:: Stated goal 1 ::
Across both blocks of entries, how many lines contain the string "green"? Reply with the number alone.

COMMENTARY

In HBO's creepy thriller "The Third Day," Jude Law makes grief the ultimate jump scare

After a season of toggling between fact, legend and lore, "The Third Day" finale shows viewers what's real

By Ashlie D. Stevens

Food Editor

Published October 20, 2020 6:47PM (EDT)

Jude Law as Sam in "The Third Day" (Ludovic Robert/HBO)
Jude Law as Sam in "The Third Day" (Ludovic Robert/HBO)

This story contains major spoilers for the season finale of HBO's "The Third Day."

There's a certain art to a good jump scare. Screenwriter C. Robert Cargill, who worked on the 2012 horror film "Sinister," once described it as "classic misdirection." You coax the audience into looking in one direction, or perhaps lull them into feeling like things are finally safe, then seemingly out of nowhere, there's a shock to the system. The killer is back. A hand appears over the protagonist's mouth. A new monster leaps from the shadows. 

HBO's "The Third Day," which concluded on Monday, has consistently shown a mastery of the emotional equivalent of the jump scare.

In the six-episode limited series, Sam (Jude Law) is lured to Osea, an island off the coast of England, after saving a young girl who had attempted suicide on the mainland. He becomes enamored with the island's customs and some of the residents' adherence to a pre-Christian religion, initially unaware of their more brutal practices. Once the islanders promise that they can reunite him with his son who was kidnapped years prior, he opts to stay, leaving behind his wife, Helen (Naomi Harris) and their two daughters.

Helen, meanwhile, is totally unaware of Sam's location until she receives a mysterious email asking her to come to Osea herself. 

The ensuing hostility between Sam and Helen is neatly built into the show, which is divided into two halves. The first three episodes, labeled as "Summer," are directed by Marc Munden and show Sam's point of view. Philippa Lowthorpe directs the final  episodes, called "Winter," from Helen's point of view as she explores the mysterious island. 

When she and Sam finally collide in the finale, the series' writers use well-timed shifts in reality to unnerve viewers, especially as they navigate the show's well-established tension between truth, legend, and grief-bolstered dissociation.

:: Stated goal 2 ::
Pick up the review of HBO's "The Third Day" after its final sentence and keep writing it.

:: Listing ::
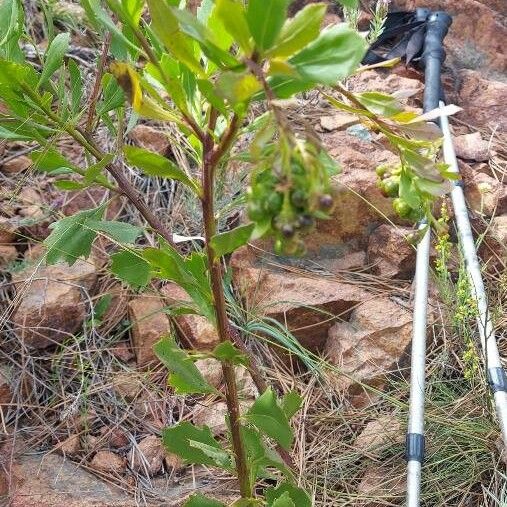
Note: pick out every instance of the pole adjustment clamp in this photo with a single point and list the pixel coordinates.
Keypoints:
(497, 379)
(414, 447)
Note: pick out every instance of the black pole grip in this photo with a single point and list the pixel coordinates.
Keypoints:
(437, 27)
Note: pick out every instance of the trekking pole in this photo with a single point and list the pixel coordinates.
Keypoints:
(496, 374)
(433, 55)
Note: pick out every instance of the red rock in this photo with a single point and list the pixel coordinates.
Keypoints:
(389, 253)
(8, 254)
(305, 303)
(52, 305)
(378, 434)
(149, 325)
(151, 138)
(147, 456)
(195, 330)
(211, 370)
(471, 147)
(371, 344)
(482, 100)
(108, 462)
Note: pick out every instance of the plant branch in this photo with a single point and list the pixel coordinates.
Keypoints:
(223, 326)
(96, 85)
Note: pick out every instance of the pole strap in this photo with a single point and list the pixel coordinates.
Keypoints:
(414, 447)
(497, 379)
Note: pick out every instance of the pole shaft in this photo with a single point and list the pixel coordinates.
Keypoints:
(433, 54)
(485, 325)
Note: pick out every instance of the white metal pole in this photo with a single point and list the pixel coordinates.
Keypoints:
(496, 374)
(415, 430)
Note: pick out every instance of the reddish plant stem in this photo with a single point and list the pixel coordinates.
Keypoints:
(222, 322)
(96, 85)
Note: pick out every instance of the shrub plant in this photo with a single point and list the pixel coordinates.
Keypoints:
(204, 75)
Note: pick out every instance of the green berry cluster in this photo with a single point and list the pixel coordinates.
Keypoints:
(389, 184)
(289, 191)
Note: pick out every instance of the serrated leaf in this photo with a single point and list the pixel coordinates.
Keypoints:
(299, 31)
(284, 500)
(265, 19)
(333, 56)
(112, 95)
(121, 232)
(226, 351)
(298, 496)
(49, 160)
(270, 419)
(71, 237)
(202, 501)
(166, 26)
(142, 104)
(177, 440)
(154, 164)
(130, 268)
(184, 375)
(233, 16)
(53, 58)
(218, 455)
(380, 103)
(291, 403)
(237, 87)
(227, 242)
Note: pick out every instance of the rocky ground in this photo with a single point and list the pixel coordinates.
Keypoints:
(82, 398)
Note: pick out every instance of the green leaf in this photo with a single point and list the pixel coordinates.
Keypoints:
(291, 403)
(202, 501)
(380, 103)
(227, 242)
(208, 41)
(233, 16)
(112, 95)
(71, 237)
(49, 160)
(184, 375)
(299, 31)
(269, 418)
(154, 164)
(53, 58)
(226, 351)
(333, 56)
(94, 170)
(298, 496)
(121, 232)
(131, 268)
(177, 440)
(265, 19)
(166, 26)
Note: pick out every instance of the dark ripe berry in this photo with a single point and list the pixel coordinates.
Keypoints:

...

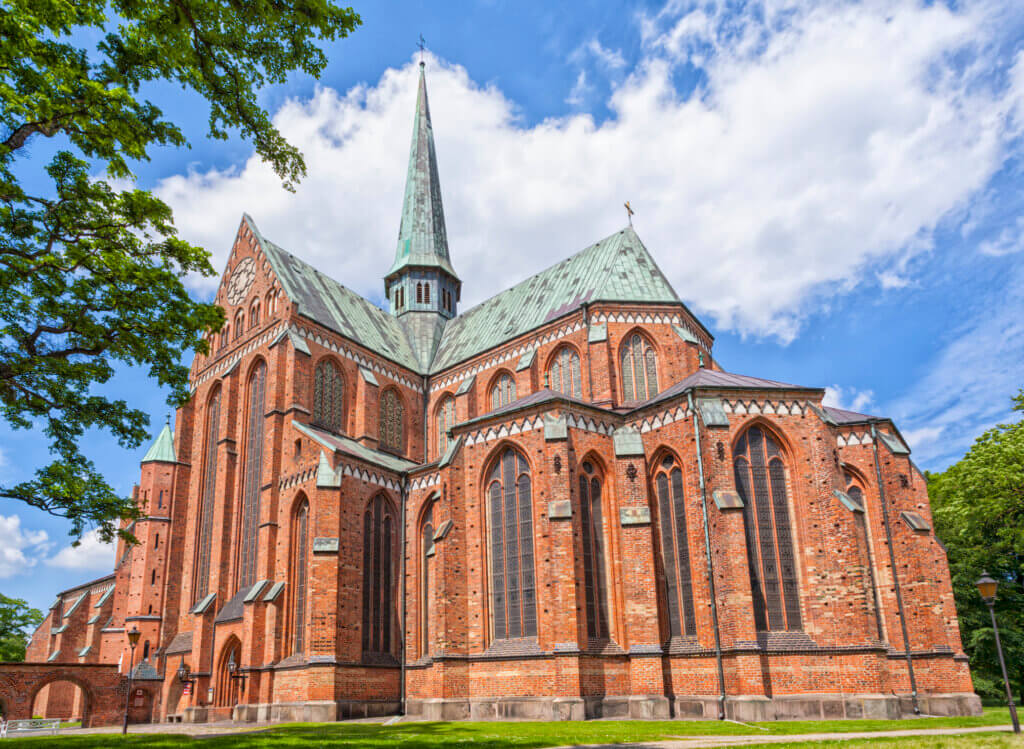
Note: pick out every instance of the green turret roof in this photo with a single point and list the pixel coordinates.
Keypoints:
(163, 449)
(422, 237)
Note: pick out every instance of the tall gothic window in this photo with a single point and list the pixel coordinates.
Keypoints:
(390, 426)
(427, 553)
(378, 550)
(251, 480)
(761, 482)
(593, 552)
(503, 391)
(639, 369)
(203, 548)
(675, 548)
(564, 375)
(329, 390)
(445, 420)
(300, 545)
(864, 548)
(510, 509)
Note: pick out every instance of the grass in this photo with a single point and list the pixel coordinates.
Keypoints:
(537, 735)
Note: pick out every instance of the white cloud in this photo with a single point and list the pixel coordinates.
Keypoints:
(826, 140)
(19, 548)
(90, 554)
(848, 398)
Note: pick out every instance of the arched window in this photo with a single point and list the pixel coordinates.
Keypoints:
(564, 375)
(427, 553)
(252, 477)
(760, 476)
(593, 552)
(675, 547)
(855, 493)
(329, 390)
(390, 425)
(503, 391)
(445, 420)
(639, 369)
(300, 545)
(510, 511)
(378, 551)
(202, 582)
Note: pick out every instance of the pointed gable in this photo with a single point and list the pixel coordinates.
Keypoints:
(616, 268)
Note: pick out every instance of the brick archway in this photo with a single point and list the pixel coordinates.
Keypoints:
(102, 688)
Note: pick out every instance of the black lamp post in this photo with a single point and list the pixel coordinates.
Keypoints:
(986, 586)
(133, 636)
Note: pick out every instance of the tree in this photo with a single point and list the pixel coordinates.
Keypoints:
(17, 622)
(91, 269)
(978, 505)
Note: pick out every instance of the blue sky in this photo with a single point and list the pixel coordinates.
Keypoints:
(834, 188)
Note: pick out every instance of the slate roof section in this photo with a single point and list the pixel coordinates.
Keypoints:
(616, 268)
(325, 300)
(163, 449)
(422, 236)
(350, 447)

:: Expected output 1 ::
3

:: Expected output 2 ::
The final episodes opens on Sam turning around and finally making eye contact with his wife after a year apart. But we see him through Helen's eyes, and he doesn't look great. His hair is disheveled, he's wearing a suit that looks like rumpled Mark Twain cosplay, and his eyes betray a kind of dormant wildness, like those of an animal that's become resigned to its life in a cage. 

Helen asks the obvious question, "Why didn't you come home?" 

Sam's response is twofold: His grandfather was born on Osea, something Sam didn't realize until he was informed by the island's inhabitants, and because he shares his blood, Sam had to step up and lead the island as its "Father." Secondly, he says that their son, Nathan, is on the island. 

And he's alive. 

Helen is understandably skeptical. She says that Nathan disappeared 10 years ago and was found dead, a body was buried and everything, but Sam would surely know their own son, right? At least, that's what viewers have been lulled into believing. It turns out — and here's the big emotional jump scare — that nothing could be further from the truth.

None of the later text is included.